Repeat each record exactly as written, and drop any images.
** START **
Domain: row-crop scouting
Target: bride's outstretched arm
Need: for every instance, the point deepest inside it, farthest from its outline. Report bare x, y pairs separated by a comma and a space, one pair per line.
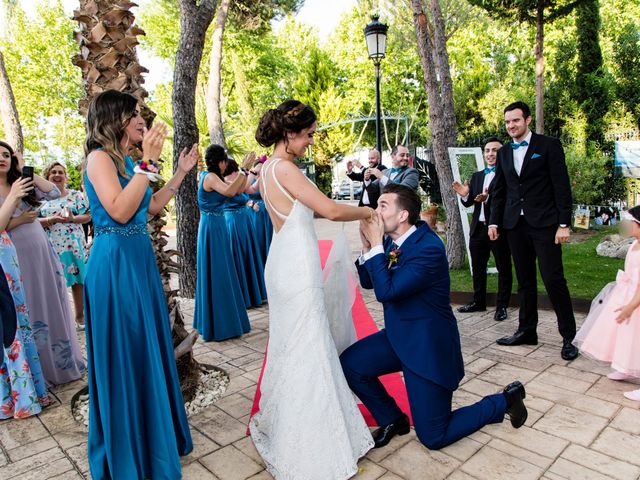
292, 179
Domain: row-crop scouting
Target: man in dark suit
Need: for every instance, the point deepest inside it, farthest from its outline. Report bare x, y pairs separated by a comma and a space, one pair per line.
532, 205
477, 193
420, 337
400, 173
370, 190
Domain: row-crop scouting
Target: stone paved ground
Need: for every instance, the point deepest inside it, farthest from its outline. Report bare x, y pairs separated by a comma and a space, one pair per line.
579, 427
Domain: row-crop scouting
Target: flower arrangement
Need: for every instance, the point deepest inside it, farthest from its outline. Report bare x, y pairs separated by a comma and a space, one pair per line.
393, 256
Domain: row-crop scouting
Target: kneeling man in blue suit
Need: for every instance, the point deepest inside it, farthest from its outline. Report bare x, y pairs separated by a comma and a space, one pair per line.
405, 263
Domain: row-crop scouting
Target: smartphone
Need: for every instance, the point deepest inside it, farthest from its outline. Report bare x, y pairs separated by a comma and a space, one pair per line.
27, 172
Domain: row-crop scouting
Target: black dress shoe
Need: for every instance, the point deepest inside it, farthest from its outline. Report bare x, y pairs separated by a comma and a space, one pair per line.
519, 338
515, 395
569, 350
501, 314
383, 435
472, 307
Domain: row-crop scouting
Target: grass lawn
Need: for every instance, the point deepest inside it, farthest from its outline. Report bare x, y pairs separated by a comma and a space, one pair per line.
586, 272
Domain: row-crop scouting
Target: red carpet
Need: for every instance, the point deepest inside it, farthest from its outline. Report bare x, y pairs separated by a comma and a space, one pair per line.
365, 326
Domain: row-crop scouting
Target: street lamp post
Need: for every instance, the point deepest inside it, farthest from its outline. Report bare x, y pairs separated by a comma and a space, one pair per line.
375, 34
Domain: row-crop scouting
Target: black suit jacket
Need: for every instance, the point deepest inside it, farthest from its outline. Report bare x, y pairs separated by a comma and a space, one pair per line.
373, 190
542, 190
475, 188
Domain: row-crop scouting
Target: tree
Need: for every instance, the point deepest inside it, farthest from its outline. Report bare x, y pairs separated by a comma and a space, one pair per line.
538, 13
627, 59
592, 90
195, 18
432, 48
9, 111
214, 85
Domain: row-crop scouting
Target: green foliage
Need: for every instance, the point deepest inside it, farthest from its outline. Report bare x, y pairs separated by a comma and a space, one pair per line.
627, 59
592, 82
46, 85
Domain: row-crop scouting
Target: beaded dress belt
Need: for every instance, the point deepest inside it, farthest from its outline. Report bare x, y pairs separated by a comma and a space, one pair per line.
125, 230
212, 214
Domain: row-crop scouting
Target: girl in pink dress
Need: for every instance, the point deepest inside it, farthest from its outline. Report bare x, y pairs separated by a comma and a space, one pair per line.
611, 331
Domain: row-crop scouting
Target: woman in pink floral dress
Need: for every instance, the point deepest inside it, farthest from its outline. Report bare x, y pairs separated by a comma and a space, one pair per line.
22, 387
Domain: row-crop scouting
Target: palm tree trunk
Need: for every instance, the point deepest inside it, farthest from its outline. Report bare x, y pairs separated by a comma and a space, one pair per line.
195, 18
214, 87
437, 80
8, 110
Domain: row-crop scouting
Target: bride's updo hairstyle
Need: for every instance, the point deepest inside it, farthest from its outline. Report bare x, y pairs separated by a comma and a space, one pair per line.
290, 116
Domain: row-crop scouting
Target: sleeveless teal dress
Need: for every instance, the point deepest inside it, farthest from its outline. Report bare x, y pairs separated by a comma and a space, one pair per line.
137, 421
220, 311
245, 250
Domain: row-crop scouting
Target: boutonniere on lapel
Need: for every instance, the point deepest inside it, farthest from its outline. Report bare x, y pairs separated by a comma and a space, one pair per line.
392, 256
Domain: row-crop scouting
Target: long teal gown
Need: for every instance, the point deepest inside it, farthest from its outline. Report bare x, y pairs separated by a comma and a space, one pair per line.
262, 227
245, 250
137, 421
220, 311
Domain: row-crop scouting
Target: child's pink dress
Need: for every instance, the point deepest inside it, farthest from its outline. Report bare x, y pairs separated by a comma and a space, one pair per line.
601, 337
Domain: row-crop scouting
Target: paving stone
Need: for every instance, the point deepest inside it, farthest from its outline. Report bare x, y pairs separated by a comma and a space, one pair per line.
367, 470
562, 381
627, 420
202, 445
22, 467
229, 463
502, 375
414, 462
571, 424
573, 471
30, 449
600, 463
528, 438
524, 454
18, 432
618, 444
247, 447
463, 449
235, 405
195, 471
492, 464
221, 427
586, 403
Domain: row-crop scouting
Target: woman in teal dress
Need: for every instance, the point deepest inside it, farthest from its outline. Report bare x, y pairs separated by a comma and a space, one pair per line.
137, 420
220, 311
244, 245
262, 226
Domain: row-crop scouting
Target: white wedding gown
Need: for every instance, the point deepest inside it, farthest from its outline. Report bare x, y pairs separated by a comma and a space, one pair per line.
309, 426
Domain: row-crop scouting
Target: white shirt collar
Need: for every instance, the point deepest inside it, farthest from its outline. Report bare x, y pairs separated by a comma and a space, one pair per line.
527, 138
406, 235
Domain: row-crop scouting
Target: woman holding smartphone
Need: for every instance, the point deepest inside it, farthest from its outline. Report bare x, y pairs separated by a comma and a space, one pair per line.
45, 288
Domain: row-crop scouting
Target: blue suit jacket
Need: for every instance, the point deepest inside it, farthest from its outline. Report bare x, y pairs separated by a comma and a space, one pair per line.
415, 293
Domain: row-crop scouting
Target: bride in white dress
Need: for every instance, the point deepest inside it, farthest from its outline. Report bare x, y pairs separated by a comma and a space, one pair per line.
309, 426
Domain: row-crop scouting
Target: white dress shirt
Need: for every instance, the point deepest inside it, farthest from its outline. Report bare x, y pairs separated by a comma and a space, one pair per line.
519, 154
488, 178
378, 249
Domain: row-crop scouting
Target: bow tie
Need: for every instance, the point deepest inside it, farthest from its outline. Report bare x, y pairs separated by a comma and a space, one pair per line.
516, 145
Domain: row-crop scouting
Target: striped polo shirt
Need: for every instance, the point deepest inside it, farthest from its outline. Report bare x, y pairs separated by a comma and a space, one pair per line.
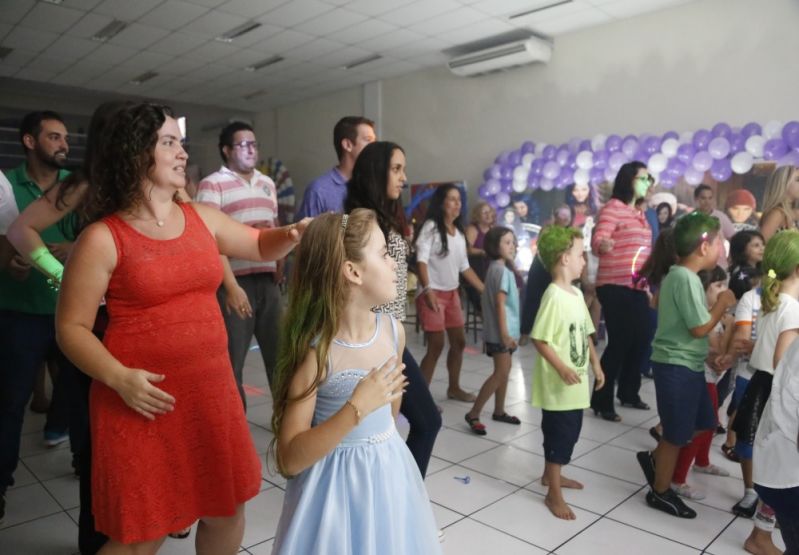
** END **
§ **RESULT**:
Domain: row-crop scouting
Target: bride's outstretched arm
Need: for every instance, the point deepest inside it, farthest from its outline. Report bare x, y pairs separated by a comma and a space, one pair per line.
292, 179
Domain: row-crop scouting
Target: man in dark suit
Need: for every instance, the point deepest inside it, farthest from its outline. Report bare x, y pairs separated by a comma and a space, one pair per line.
532, 205
477, 193
420, 337
400, 173
370, 190
Domain: row-crop scouting
Target: stone paved ground
Need: for every instance, the point deepest inside it, farthest from its outline. Report bare x, y pairs separated by a comma and a space, one pair per line.
579, 427
Domain: row-crop scouting
Target: flower arrangement
Need: for every instance, the point deepest inside it, farthest from its outline. Report bare x, y pairs separated by a comma and a space, one pair per line.
393, 256
Domain: row-crop scouting
Target: kneeling man in blue suit
Need: for every instance, the point deepest inside it, farthest from its outline. Report bare x, y pairs separated by a comma and a space, one pair per line.
405, 263
Domain: row-crop scouting
Target: smartphone
Need: for every instance, the point deepest inside it, farthest from its outline. Report bare x, y pairs separated by a comma and a space, one pair per line.
27, 172
Domain: row-crop scouting
Target: black dress shoe
Need: for every instance, the point deepest inside it, farthest from its outline. Report bare x, y pairs separated by a comma and a space, one pair per line.
519, 338
515, 395
569, 350
501, 314
383, 435
472, 307
Domain: row-crop scouting
Target: grass lawn
Need: for every instance, the point deepest inside it, farthest from its outline. Report bare x, y pairs separated by a comma and a space, one pair per line.
586, 272
Domain: row-crop scouting
Target: red carpet
Need: for every instance, the point deepest inside it, farthest from its outline. Report bare x, y pairs separated by a comma and a space, one pair per line.
365, 326
Domain: row-crop scouting
Target: street lamp post
Need: for every instance, the point deepest inside it, farthest from its outline. Report bare x, y pairs separated by a comma and a space, one pair per line.
375, 34
Domain: row-crop scouting
Target: black suit jacket
Need: for every instance, the point deepest inside it, farthest from its outline. Report bare x, y pairs separated by a comma and a space, one pair per line.
373, 190
542, 190
475, 188
Domain: row-crop scouting
Target: tree
Need: for every instance, the point deepest inside it, farthest from its outline. Report bare x, y pairs separated by a comma and a space, one pair per line.
538, 13
627, 59
592, 90
195, 18
432, 48
9, 111
214, 85
Domain: row-crop scouting
Target: green foliage
Need: for every instance, the point deepest inside it, farthest from its outline. Report bare x, y pairs separated by a comma and a space, one pair per line.
627, 59
592, 82
46, 85
Domain: row-crop scouting
Target: beaded dress belt
Need: for every instance, the point deepest inside it, farthest from its outline. Report bare x, y pairs separated by a comma and a space, one pair per line.
125, 230
212, 214
Domain: row-crop scouting
Target: girl in pink dress
Need: for every instance, the point deepest inside it, farthest from its outline. Report bare x, y pairs separated by a comma and a space, one pair per line.
611, 331
Domain: row-crop scouting
Target: woman in pink floral dress
Need: for every instance, the point deepest inside it, farthest from its outline. Report bare x, y pairs separated by a comma and a space, one pair per line.
22, 387
Domain: row-crop scouting
Target: palm tree trunk
Need: for every instance, the point deepest inside it, farthest from its outline. Report bare x, y pairs separated by a comma and a space, one pair per line.
195, 18
214, 87
437, 80
8, 110
Domain: row-crop scouting
Target: bride's updo hairstyle
Need: for every instance, the point deepest inside it, farthest from its outline. Report bare x, y pairs separated by a comma and a space, one pair per line.
290, 116
Domain: row-crop scouting
Target: sleeveless teal dress
Need: for every instance, the point deepest inside it, farthest from its outline. Report bare x, y pairs separated by a comma and a space, one pair per line.
137, 421
220, 311
245, 250
Domain: row-crop scouting
Target: boutonniere on lapel
Need: for every instance, the point deepest inside it, farthest from its outline. Report bare x, y pairs separated by a comma and a space, one pair per line.
392, 256
Domain: row-crop scouting
Target: long teal gown
Need: for every instance, the point deepest inside it, farthest from its outline. Report bare x, y pairs separated by a comma and a space, one pair per line.
262, 227
245, 250
137, 421
220, 311
Domain: row-crop scouting
Target: child's pink dress
Need: for every instance, the point deepest inside it, farthest from its outline. Report bare x, y pairs separated by a comma and a space, one pair per line.
601, 337
Domain: row-crop scouting
Target: paving stone
Need: for every instance, the point deepest inside it, farthest from its outline. Report bare x, y pairs separated by a comma and a space, one pair per line.
367, 470
562, 381
627, 420
202, 445
22, 467
229, 463
502, 375
414, 462
571, 424
573, 471
30, 449
600, 463
528, 438
524, 454
18, 432
618, 444
247, 447
463, 449
235, 405
195, 471
492, 464
221, 427
586, 403
Domain: row-crop scouting
Target: woman in teal dress
Need: for every instance, the point deepest inside it, farthest from its outline. Report bare x, y pairs separated by a comma and a space, one pair per line.
137, 420
220, 311
244, 245
262, 226
Domain: row-crop scouting
Target: white wedding gown
Need: for every instance, the point deepest inside it, farthest from its outline. Report bare x, y pairs separated by a comma and a space, one pair per line.
309, 426
Domain: row-crop scouting
Target: white shirt collar
Need: for every instance, the point deepest inside it, farthest from its outline. Report bare x, y pairs separated by a comma and a space, one pair per line.
527, 138
406, 235
Domain: row-crop scouting
Target: woman holding smartphone
Need: for every instance, the point deepest inside it, farthest from its outline. Report bare x, y pairs separated by a comma and a space, one pair per line.
45, 288
Domain: row-crop scouting
Target: blue suit jacket
Need: for every instance, the point deepest inside it, farthest from its outline. Report bare x, y pairs separated by a comma and a space, one pair per line.
415, 293
Domain: row-crop scouting
Target: bride in white dress
Need: for every instance, the point deepest inside it, farthest from its outline. Report bare x, y pairs separated by a comma and a space, one pair per line.
309, 426
Domain: row-crop scouting
Target: white dress shirt
Need: for every instance, the point deepest inside it, farthest from its outline. Report bare x, y pairs separated by a comma and a space, one pair per line.
519, 154
488, 178
378, 249
Domain: row-crop scouting
Target: bow tie
Need: for every instance, the point deepest inside it, farthest from its outline. Report bare x, y pairs separated by a comma and a space, one pair per line.
516, 145
Domain: row-crop scouting
Target: striped polo shirt
Need: for every instance, the point deepest inside it, farthest from its outline. Report bare x, y pairs separated by a comma and a space, one pair per line.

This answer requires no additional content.